TASK A »
Answer these from the interview about The Infinite Monkey Cage:
(i) Where and on what date was the pair's performance?
(ii) What title was first offered for the show?
(iii) How many names were on the list that the chosen title came from?
TASK B » Please transcribe part of the interview about The Infinite Monkey Cage. Begin at the words "WSN: Why is" and stop after "topics of discussion?".
TASK C » Go on with the interview about The Infinite Monkey Cage from the point where it stops.

Physicist Brian Cox and comedian Robin Ince host the U.K. radio show “The Infinite Monkey Cage,” which combines science and humor with questions from non-scientists to propel discussion. WSN spoke with Ince about the show before the pair’s performance at the Skirball Center for the Performing Arts on March 5.
WSN: Why is the show called “The Infinite Monkey Cage”?
RI: It is called “Infinite Monkey Cage” because the title offered to us was “Top Geek.” Brian and I were not so keen, so I locked myself in a room and worked on every possible pun, scientific play on words and confused cluttering of letters, and IMC is the one from the list of 2,000 that we went with. We wanted something that didn’t tell you too much about the show, but suggested what it might be. We still get letters from people who have different definitions of what they think the title
WSN: Where do you get the inspiration for your topics of discussion?
RI: The inspiration for the topics often comes from us sitting around in bars, drinking and getting worked up. Sometimes, Brian and I see or read something and think, “Hell, I want to know more about that, let’s use our radio show as a honey trap to get a bunch of scientists together whose minds we can drain.” Brian is never too keen on neurological
stuff — that’s when we have the biggest arguments — he gets worried it may lead to philosophy, and you know how some particle physicists get tetchy with that. If he had his way, he would want us to do 10 shows on quantum cosmology for one on anything else.

RECORDED DATA »
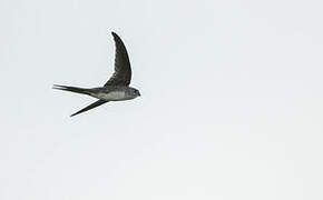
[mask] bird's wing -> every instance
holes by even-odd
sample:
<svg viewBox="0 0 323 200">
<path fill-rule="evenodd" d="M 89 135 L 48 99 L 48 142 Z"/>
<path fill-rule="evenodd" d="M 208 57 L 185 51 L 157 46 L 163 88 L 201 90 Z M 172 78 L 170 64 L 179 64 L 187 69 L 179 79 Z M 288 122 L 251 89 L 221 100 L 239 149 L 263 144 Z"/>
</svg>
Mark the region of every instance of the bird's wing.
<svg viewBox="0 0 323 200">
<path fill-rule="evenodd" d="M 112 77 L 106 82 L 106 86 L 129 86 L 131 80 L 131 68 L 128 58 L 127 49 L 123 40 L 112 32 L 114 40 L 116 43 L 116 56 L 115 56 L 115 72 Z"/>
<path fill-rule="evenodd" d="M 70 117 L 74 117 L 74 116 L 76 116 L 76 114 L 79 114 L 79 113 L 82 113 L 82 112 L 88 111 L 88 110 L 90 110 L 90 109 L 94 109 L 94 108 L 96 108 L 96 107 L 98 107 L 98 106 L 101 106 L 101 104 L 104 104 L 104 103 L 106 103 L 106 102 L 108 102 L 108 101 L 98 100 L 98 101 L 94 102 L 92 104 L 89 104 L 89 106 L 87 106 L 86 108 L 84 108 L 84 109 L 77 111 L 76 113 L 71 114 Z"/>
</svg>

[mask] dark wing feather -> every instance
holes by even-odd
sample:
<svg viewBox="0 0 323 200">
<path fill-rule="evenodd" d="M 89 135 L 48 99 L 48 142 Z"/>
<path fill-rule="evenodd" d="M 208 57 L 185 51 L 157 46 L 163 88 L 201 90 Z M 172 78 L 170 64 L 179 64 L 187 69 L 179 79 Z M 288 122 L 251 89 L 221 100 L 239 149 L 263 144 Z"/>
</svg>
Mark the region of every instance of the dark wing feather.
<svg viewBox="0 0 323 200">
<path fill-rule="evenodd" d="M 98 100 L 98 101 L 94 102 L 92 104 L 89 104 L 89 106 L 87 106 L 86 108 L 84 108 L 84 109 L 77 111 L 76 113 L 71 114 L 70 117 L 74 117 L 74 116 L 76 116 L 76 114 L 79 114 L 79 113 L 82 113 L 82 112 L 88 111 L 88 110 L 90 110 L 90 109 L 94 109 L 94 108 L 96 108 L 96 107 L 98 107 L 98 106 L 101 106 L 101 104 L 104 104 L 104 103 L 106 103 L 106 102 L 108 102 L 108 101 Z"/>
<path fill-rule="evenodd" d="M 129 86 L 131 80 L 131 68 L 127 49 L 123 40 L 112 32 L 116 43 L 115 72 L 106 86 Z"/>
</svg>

---

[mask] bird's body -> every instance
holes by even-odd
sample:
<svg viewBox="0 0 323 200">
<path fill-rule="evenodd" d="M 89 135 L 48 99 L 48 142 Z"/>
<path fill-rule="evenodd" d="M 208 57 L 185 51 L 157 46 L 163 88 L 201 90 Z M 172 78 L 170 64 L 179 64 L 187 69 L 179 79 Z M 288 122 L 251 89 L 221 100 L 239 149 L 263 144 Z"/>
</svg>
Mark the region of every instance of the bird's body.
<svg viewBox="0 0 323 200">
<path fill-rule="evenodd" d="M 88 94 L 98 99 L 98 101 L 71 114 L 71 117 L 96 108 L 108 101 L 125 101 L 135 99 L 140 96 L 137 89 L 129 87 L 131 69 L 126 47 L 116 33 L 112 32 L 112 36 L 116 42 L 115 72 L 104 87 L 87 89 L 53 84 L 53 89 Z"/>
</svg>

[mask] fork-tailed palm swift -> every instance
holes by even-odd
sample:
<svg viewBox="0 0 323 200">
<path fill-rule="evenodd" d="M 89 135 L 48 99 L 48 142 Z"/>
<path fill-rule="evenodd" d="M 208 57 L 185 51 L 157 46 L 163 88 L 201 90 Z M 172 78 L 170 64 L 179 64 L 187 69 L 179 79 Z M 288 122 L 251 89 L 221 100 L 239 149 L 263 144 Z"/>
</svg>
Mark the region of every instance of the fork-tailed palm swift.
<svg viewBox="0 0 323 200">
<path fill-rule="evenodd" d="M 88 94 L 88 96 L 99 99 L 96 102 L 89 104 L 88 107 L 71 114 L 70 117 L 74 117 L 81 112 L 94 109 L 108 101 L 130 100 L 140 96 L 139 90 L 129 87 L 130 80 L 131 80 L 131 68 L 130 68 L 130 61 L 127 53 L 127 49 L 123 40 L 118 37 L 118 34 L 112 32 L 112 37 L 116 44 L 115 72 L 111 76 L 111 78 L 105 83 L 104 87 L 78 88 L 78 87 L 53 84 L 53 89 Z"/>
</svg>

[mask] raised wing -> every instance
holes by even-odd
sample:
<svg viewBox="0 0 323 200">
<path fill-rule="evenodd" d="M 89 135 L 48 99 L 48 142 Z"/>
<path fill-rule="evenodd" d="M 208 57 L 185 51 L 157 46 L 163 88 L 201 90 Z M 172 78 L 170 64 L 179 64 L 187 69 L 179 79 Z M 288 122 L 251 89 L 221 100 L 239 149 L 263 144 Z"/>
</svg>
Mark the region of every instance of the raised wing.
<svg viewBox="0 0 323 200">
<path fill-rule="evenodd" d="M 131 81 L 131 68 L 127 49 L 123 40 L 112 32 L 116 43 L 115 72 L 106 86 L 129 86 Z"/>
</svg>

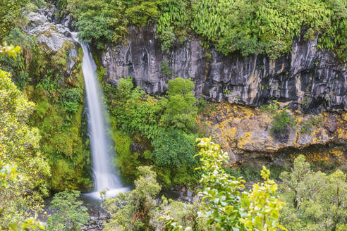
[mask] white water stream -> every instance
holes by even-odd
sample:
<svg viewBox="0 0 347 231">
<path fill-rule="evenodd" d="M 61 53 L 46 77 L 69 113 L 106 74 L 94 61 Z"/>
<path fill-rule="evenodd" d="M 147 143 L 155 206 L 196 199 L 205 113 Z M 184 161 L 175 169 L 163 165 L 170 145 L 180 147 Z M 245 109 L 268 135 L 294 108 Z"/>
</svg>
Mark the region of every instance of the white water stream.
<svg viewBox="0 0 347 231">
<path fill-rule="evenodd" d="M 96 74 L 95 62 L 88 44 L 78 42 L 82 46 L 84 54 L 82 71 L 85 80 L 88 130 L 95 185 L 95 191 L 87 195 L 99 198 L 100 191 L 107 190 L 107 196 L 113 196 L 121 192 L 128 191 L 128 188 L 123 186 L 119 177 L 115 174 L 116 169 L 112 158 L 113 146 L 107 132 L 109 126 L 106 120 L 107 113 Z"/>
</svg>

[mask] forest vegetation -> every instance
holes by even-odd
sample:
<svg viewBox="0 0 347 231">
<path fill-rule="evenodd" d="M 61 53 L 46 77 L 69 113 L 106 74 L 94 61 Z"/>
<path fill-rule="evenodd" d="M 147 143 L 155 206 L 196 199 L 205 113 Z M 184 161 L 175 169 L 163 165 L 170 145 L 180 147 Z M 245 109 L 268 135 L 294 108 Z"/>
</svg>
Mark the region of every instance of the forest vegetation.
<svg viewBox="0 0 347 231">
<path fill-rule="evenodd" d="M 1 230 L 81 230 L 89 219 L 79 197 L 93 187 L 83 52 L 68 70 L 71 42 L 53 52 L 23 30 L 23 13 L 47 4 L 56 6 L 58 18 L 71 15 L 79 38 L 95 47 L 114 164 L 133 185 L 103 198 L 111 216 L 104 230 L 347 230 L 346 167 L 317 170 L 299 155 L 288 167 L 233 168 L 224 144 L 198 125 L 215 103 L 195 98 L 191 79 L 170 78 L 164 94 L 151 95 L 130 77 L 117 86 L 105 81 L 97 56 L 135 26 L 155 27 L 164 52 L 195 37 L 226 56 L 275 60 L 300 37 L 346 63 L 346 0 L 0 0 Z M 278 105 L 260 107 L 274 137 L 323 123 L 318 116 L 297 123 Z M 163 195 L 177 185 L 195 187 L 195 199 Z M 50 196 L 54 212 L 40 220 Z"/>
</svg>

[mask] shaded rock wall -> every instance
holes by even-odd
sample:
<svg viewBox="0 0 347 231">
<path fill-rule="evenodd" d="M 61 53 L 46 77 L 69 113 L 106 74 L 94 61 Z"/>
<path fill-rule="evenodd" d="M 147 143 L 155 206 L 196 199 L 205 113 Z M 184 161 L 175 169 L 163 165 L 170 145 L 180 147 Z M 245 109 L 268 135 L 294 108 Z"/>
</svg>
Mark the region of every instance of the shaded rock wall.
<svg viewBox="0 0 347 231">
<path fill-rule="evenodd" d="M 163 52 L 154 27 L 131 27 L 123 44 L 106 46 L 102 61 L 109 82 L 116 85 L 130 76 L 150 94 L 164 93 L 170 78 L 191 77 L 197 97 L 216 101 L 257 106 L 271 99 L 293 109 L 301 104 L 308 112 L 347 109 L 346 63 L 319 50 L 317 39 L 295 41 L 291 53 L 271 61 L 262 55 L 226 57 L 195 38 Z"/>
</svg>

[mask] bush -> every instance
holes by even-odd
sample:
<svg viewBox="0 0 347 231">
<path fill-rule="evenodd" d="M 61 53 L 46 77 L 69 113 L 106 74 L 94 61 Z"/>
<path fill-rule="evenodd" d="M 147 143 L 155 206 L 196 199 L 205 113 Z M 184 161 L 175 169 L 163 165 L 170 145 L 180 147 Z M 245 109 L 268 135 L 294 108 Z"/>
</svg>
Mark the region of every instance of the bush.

...

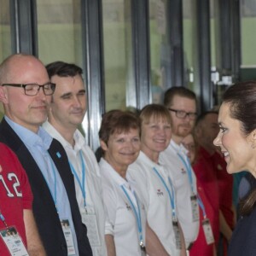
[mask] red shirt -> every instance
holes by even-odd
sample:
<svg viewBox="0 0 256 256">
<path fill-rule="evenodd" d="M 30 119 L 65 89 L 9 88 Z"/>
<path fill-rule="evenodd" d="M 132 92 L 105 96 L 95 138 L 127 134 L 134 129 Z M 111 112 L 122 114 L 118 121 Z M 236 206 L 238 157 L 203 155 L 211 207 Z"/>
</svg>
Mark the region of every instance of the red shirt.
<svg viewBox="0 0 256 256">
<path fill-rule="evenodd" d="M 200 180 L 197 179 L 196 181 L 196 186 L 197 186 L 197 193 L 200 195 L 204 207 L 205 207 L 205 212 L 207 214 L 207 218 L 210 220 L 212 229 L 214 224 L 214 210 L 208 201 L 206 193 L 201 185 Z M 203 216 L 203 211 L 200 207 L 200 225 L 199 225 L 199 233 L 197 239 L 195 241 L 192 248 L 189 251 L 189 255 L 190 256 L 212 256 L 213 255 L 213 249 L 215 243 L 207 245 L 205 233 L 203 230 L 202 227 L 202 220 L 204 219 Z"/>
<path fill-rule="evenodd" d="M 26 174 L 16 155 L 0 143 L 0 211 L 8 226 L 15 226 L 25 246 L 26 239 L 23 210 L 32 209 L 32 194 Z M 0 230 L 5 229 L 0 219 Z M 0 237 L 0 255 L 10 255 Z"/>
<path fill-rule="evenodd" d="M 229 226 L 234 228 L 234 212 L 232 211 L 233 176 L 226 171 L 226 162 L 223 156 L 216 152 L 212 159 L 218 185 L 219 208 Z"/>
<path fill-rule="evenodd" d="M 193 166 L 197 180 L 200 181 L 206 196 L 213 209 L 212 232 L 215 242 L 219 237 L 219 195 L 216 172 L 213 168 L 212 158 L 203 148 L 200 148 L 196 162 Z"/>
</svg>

FINAL RESULT A »
(i) The Skirball Center for the Performing Arts, on March 5.
(ii) "Top Geek."
(iii) 2,000.

FINAL RESULT B »
WSN: Why is the show called “The Infinite Monkey Cage”?
RI: It is called “Infinite Monkey Cage” because the title offered to us was “Top Geek.” Brian and I were not so keen, so I locked myself in a room and worked on every possible pun, scientific play on words and confused cluttering of letters, and IMC is the one from the list of 2,000 that we went with. We wanted something that didn’t tell you too much about the show, but suggested what it might be. We still get letters from people who have different definitions of what they think the title
WSN: Where do you get the inspiration for your topics of discussion?

FINAL RESULT C »
WSN: Do you each have a particular topic which you most enjoy discussing?
RI: My least favorite topic is quantum behavior in photosynthesis. I got very confused when we did that, but generally, I love them all. I am a universal idiot so most subjects we cover will at least be the first sticking plaster over that predicament. Very often it is not about the subject, it is about the passion of the guests. There’s nothing I like more than watching two planetary scientists violently arguing against each other about where we should go next to look for life — “I say we go to Enceladus.’ ‘No way, we’ve got to go into the caves of Mars.” and on it goes.
WSN: What do you think is the main problem with science education today?
RI: In the U.K., I don’t think there is enough time given to teaching curiosity about why we are as we are, and the cosmos is as it is, is taught. So many facts and equations, not enough passion. We need more critical thinking taught too, to work out who to believe and why we should and how we can test them. People shouldn’t fear scientists; they are not another species. Never fear asking a question; however stupid you may fear it is, if you want an answer, take that risk — there is no shame in not knowing, but there is in not wanting to know. Risk being a fool, you may well learn something.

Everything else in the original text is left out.